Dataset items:
----

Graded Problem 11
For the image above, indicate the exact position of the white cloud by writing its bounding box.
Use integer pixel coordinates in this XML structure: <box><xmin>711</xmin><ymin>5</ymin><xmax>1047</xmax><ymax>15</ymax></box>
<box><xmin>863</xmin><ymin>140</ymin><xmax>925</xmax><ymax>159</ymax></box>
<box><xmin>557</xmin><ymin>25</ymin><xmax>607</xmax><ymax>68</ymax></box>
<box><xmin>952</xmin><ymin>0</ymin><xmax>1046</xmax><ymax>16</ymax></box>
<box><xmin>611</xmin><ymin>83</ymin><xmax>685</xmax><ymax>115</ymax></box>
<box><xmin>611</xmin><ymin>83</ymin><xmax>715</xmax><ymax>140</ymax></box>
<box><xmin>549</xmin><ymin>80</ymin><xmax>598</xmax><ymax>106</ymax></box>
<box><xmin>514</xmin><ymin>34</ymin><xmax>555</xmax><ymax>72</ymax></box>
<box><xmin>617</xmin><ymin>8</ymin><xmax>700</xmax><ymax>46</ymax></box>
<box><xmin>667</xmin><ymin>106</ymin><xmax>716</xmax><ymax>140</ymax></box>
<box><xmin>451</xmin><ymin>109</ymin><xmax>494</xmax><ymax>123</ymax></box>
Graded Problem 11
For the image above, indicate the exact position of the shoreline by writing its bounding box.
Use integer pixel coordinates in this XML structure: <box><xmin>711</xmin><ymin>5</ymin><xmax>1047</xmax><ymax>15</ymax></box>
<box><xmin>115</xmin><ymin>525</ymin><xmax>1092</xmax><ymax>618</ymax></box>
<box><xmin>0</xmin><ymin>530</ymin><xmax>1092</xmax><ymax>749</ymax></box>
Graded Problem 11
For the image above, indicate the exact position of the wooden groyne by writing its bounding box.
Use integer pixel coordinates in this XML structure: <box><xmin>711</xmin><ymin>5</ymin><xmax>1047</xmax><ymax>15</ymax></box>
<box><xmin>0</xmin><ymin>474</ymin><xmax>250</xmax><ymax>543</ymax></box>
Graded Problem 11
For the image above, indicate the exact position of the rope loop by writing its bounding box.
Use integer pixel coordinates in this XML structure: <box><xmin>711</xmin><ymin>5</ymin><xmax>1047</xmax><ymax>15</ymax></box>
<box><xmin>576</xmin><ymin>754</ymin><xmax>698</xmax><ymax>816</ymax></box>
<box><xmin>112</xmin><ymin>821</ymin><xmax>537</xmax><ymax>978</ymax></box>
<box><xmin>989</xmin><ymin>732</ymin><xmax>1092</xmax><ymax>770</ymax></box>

----

Your instructions
Find each line in the entries above that contains the word "writing" and copy those lines.

Worked answer
For the image above, indicate the exact position of the white cloud by writing its bounding box.
For the image above, indicate the exact position of the shoreline by writing its bounding box.
For the image above, indicate the exact position of the wooden groyne by writing its bounding box.
For the image above, indicate the exact position of the rope loop by writing its bounding box.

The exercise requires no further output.